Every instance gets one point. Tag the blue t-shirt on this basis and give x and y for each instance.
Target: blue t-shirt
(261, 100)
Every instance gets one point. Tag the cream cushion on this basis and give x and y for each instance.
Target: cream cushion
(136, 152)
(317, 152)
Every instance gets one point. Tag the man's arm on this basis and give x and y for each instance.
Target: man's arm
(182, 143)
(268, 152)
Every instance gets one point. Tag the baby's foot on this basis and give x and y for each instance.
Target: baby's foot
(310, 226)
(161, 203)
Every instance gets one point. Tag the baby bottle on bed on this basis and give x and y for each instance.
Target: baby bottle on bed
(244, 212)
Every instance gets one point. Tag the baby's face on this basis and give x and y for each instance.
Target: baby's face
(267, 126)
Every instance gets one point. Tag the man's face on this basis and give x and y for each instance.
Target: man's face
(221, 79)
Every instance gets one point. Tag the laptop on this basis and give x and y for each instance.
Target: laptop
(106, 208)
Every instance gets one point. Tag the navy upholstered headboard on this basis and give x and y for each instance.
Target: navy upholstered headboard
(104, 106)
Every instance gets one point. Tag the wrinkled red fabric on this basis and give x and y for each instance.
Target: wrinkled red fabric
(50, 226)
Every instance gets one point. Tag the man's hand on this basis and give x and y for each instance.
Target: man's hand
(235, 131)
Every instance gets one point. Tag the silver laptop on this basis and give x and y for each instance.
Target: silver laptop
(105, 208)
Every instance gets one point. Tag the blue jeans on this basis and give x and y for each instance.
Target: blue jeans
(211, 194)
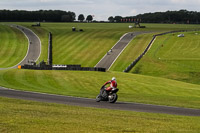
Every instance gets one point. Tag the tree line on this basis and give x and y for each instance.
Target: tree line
(181, 16)
(41, 16)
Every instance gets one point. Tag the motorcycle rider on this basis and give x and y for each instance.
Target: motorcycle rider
(113, 85)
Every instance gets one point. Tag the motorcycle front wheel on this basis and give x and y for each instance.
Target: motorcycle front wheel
(98, 98)
(112, 98)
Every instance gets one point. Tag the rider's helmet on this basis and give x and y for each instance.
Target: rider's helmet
(113, 78)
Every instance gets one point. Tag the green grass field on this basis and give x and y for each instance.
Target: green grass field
(13, 45)
(133, 88)
(174, 58)
(88, 47)
(27, 116)
(154, 81)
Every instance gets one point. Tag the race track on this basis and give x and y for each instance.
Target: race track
(111, 56)
(84, 102)
(34, 48)
(34, 53)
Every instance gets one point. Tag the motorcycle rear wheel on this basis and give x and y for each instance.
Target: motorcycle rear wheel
(112, 98)
(98, 98)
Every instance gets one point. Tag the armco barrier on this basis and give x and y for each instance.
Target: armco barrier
(69, 67)
(147, 48)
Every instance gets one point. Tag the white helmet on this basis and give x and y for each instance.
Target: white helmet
(113, 78)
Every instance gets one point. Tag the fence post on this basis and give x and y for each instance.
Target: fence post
(50, 56)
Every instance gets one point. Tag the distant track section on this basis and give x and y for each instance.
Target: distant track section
(34, 48)
(85, 102)
(111, 56)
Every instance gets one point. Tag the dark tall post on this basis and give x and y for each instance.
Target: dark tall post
(50, 56)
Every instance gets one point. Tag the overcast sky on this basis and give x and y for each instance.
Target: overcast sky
(102, 9)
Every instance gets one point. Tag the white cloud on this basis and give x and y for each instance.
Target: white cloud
(102, 9)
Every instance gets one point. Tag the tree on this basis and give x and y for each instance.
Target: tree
(89, 18)
(65, 18)
(81, 18)
(111, 19)
(118, 18)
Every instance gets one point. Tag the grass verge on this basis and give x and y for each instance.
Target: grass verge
(13, 45)
(133, 88)
(28, 116)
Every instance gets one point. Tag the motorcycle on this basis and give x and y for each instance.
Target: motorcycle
(111, 96)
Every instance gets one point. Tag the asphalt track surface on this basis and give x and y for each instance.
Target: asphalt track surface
(111, 56)
(34, 46)
(84, 102)
(34, 53)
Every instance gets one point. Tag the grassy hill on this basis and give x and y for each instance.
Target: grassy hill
(149, 82)
(88, 47)
(13, 46)
(173, 57)
(133, 88)
(28, 116)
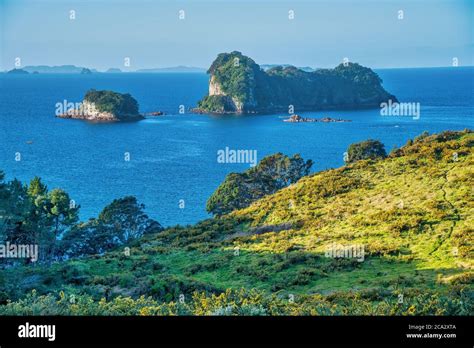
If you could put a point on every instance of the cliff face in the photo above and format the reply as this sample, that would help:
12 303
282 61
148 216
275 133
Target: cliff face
105 106
238 85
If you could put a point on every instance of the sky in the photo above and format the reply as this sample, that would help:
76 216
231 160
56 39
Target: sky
151 34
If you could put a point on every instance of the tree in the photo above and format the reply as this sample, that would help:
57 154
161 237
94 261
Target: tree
121 222
369 149
272 173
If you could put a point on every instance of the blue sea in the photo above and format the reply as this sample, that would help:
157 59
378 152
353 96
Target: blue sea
174 157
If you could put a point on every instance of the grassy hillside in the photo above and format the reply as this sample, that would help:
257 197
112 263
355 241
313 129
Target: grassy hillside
411 213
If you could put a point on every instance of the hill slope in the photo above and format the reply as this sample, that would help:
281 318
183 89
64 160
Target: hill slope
408 219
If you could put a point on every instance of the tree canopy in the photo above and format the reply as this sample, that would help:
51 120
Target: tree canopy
271 174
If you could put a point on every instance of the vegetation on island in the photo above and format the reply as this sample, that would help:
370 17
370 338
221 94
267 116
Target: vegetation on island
410 213
241 86
118 104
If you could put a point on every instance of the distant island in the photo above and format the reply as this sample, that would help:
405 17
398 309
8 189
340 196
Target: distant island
113 70
239 85
104 106
60 69
18 72
86 71
173 69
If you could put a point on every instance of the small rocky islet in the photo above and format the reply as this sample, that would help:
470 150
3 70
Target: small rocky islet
105 106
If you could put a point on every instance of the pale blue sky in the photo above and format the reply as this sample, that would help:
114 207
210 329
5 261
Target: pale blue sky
151 34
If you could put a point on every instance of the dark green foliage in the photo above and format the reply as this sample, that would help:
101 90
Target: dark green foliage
33 215
216 103
369 149
119 223
272 173
115 103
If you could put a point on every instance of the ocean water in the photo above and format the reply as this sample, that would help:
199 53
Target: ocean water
174 157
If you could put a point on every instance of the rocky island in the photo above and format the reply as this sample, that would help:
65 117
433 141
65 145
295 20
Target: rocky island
298 119
18 72
239 85
105 106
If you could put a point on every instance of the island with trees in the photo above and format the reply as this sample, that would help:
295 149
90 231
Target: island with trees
239 85
105 106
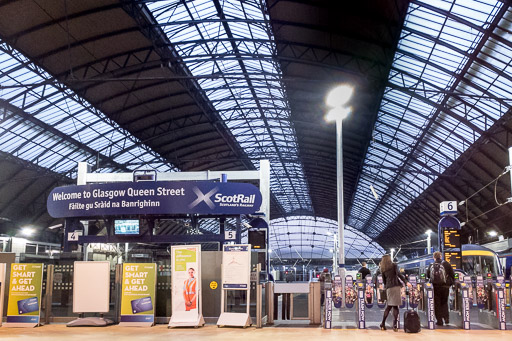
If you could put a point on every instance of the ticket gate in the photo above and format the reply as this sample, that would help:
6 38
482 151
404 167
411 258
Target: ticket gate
475 304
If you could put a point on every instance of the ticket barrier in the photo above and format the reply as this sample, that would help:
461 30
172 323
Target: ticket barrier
479 303
356 306
295 301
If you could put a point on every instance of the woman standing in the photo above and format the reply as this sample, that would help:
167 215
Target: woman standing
391 276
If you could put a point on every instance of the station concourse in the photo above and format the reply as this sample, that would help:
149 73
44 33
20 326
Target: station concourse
218 169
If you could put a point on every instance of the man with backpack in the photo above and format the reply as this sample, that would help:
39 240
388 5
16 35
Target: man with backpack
442 277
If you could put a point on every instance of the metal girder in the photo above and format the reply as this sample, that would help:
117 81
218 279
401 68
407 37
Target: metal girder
57 133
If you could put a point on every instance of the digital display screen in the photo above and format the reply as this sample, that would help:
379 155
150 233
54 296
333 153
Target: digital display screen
128 227
451 238
454 258
257 239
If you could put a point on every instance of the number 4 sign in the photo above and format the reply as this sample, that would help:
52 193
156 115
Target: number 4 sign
448 208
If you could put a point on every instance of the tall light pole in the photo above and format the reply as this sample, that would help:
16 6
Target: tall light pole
429 241
337 100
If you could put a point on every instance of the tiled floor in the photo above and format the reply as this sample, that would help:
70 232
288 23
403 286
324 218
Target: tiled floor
57 332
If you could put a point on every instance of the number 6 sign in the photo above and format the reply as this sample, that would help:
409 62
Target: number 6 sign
448 207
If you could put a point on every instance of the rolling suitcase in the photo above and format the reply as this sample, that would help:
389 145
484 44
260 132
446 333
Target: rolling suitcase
411 322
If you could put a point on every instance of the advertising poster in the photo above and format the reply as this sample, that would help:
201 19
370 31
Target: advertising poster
25 294
236 266
186 282
138 293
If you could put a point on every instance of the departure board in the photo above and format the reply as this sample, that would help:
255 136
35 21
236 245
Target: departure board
454 258
451 238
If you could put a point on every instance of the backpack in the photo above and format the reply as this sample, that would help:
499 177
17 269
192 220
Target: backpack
438 273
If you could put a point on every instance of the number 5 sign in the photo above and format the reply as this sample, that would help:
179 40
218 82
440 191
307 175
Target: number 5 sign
448 208
230 235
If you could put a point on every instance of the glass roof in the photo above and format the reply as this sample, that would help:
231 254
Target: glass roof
49 125
307 237
228 46
450 81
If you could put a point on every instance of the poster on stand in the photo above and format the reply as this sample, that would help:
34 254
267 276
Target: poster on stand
236 275
138 294
25 286
186 285
236 266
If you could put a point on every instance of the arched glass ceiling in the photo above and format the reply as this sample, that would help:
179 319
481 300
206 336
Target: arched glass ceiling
450 81
49 125
307 237
228 46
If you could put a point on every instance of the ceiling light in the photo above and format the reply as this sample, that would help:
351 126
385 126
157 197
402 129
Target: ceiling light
374 192
27 231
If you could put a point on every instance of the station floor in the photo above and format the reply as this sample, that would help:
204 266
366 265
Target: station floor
58 332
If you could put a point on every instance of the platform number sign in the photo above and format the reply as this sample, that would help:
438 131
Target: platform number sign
230 235
73 236
448 207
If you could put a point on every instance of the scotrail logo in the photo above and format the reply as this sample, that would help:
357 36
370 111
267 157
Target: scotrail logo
201 197
235 200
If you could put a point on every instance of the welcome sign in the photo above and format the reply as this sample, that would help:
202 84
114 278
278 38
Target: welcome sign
159 197
25 287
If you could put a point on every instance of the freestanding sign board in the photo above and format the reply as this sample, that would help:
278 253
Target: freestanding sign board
3 269
236 266
236 275
138 294
91 292
186 286
25 286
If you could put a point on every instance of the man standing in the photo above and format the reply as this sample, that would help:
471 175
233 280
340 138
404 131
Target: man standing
189 291
442 277
364 271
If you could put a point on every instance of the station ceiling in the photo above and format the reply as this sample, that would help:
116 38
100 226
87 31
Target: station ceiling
219 85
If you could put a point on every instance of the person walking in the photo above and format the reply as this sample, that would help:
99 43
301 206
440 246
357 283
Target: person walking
364 271
391 278
441 276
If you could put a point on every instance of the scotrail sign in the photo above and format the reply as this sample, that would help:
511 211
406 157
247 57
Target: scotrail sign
159 197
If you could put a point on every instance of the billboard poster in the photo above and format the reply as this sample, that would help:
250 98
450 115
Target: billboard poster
138 292
236 266
186 282
25 288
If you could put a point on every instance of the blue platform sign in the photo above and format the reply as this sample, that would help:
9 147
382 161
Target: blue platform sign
159 197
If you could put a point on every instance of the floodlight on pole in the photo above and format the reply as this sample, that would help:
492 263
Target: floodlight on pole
27 231
339 96
337 99
429 241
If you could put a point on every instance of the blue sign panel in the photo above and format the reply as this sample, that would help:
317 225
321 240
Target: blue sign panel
162 197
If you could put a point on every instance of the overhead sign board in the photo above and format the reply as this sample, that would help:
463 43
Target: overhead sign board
448 208
451 238
160 197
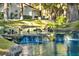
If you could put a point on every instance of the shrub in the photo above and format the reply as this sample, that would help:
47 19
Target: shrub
1 15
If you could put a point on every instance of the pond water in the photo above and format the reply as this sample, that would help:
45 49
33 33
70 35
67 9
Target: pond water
41 45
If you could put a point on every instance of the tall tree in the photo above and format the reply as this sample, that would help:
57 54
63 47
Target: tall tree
73 12
5 11
21 11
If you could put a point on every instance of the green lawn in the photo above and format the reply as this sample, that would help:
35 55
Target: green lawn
5 44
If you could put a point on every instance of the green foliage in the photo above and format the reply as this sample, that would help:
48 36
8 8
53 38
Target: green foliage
38 21
1 15
60 21
5 44
27 17
51 25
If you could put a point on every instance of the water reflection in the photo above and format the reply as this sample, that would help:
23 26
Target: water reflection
63 45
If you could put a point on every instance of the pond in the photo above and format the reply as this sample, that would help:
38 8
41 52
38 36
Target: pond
39 45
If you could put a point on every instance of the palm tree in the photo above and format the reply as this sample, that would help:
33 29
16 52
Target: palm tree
73 12
21 11
5 11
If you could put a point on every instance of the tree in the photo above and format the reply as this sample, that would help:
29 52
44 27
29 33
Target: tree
21 11
73 12
5 11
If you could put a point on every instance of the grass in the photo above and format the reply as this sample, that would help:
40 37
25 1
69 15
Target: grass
5 44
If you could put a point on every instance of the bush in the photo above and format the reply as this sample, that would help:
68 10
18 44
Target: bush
1 15
27 17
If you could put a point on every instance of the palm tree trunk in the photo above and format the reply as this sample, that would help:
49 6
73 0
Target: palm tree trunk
39 10
73 12
5 11
21 11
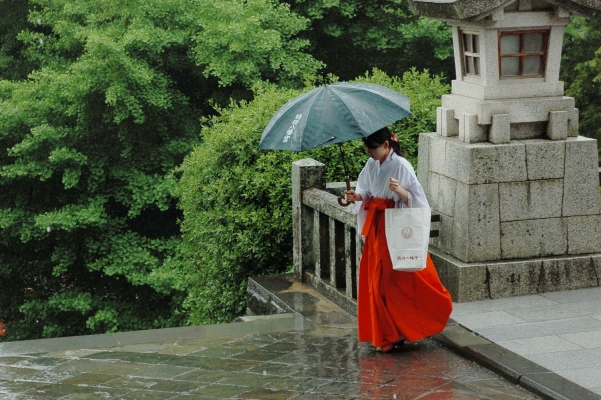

▶ _What to do_
What is needed is every line from the start of the entries through the line containing "Every instance gets one point. Tag the cream", returned word for word and nothing else.

▶ _Answer for the task_
Every instance gets one point. Tag the blue t-shirt on this basis and give x and y for each instance.
Target: blue t-shirt
(261, 100)
Every instance gets one point. Tag the cream cushion on this basis and give x and y for each instance.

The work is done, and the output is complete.